Und am Samstag erwies Eduard Schewardnadse noch kurz vor seiner Abreise zum GUS-Gipfel mit einer Kranzniederlegung am Grab des russischen Diplomaten Gribojedow auf dem Tbilisser Pantheon der Moskauer Diplomatie seine Reverenz. Die feiert in diesen Tagen den 200. Geburtstag ihres Aussenministeriums und Schewardnadse, selbst einmal Chef dieser Mammutbehörde in Moskau, nahm den Termin zum Anlass, einen der wichtigsten historischen Mittler zwischen Russland und Georgien mit einem Kranz zu ehren. Alexander Puschkin nannte den 1829 ermordeten Wissenschaftler und Diplomaten, der auf seinen testamentarischen Wunsch in Tbilissi begraben wurde, den "weisesten Mann Russlands". Manchmal sind es eben die kleinen Gesten, die mithelfen, grosse Politik vorzubereiten.

Dass er bei dieser Gelegenheit seinen russischen Kollegen zu einem Besuch Georgiens einlud, mag wohl weniger zur versöhnlichen Stimmung des Moldawien-Treffens der beiden beigetragen haben. Eine Georgienreise kann sich der russische Präsident derzeit nicht leisten. Dazu wurde die Stimmung vor allem in den russischen Medien viel zu sehr gegen Georgien aufgeheizt. Trotzdem konnte die georgische Staatskanzlei schon am Montag morgen erklären, die Stimmung zwischen Schewardnadse und Putin sei weitaus besser gewesen sei, als man erwarten konnte. Putin habe sich als pragmatische Person mit konstruktiven Vorschlägen erwiesen. Kurz nach der Rückkehr Schewardnadses nach Tbilissi machte denn recht schnell die Einschätzung die Runde, der georgische Staatschef sei stolz darauf, sich immer auf das Wort Putins verlassen zu haben. Denn der Mann habe beim Tete-a-tete seine Zusage noch einmal bestätigt, dass es keine russischen Aggressionen gegen Georgien geben werde. Dass er angesichts der Bockigkeit seiner eigenen Generalität gelegentlich öffentlich anders auftreten müsse, wird in Tbilissi verstanden. Ein sachlicher Putin, mit dem man Absprachen treffen könne, ist den Georgiern noch immer lieber als etwa ein unberechenbarer General oder Nationalist vom Schlage Schirinowksis an der Spitze des Kreml. Wenn es denn seiner Machtposition nütze, dürfe er dann auch hin und wieder mal verbal ausrasten. Zumal die Reaktion der Internationalen öffentlichkeit auf die Putin`schen Eruption auch seinem Generalstab nicht verborgen geblieben kann. Die Staatengemeinschaft hat sich unisono gegen jeden Versuch Moskaus ausgesprochen, gegenüber Georgien gewalt anzuwenden.

***

- ZU BEARBEITENDE AUFGABEN
(A) Gib aus dem Textauszug alles von "Und am Samstag" bis hinunter zu "grosse Politik vorzubereiten." erneut wieder und ersetze dabei "Mammutbehörde" durch "Riesenbehörde".
(B) Nenne bitte alle Personen, die im ersten Absatz des Textauszugs mit Namen genannt werden.

- VORLIEGENDE ANGABEN
***

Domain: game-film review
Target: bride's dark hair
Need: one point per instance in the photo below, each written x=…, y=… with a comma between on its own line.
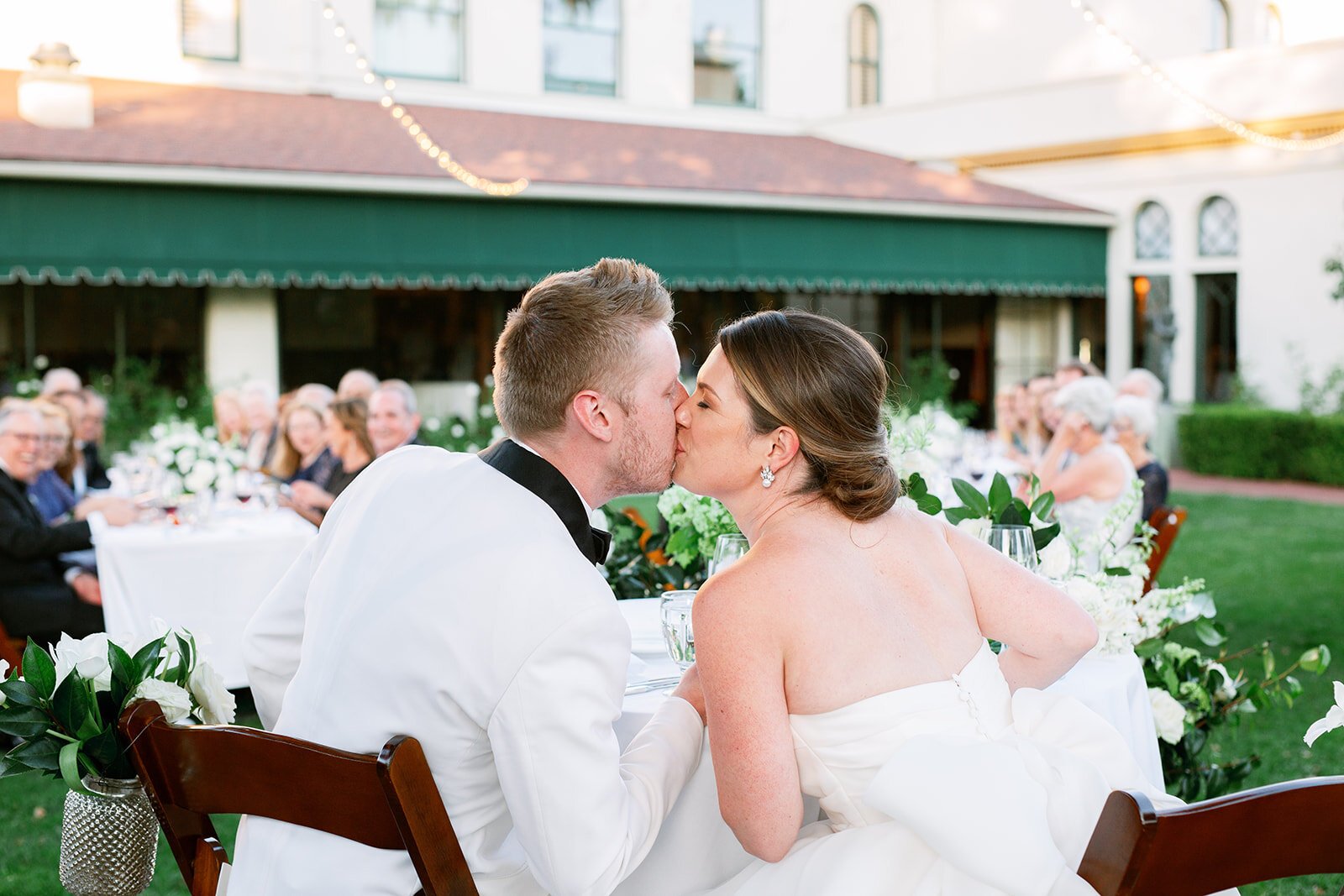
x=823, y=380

***

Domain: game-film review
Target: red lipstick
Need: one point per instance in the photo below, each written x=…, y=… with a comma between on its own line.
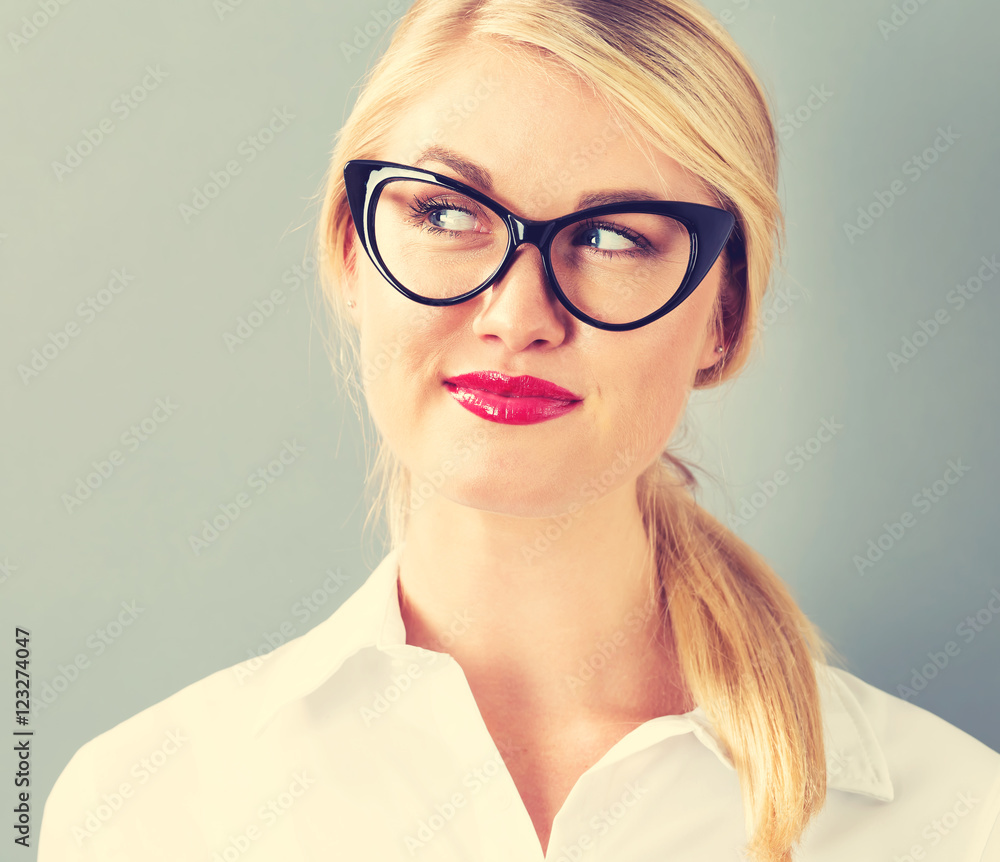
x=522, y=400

***

- ERWARTETE LÖSUNGEN
(A)
Und am Samstag erwies Eduard Schewardnadse noch kurz vor seiner Abreise zum GUS-Gipfel mit einer Kranzniederlegung am Grab des russischen Diplomaten Gribojedow auf dem Tbilisser Pantheon der Moskauer Diplomatie seine Reverenz. Die feiert in diesen Tagen den 200. Geburtstag ihres Aussenministeriums und Schewardnadse, selbst einmal Chef dieser Riesenbehörde in Moskau, nahm den Termin zum Anlass, einen der wichtigsten historischen Mittler zwischen Russland und Georgien mit einem Kranz zu ehren. Alexander Puschkin nannte den 1829 ermordeten Wissenschaftler und Diplomaten, der auf seinen testamentarischen Wunsch in Tbilissi begraben wurde, den "weisesten Mann Russlands". Manchmal sind es eben die kleinen Gesten, die mithelfen, grosse Politik vorzubereiten.

(B) Eduard Schewardnadse, Gribojedow, Alexander Puschkin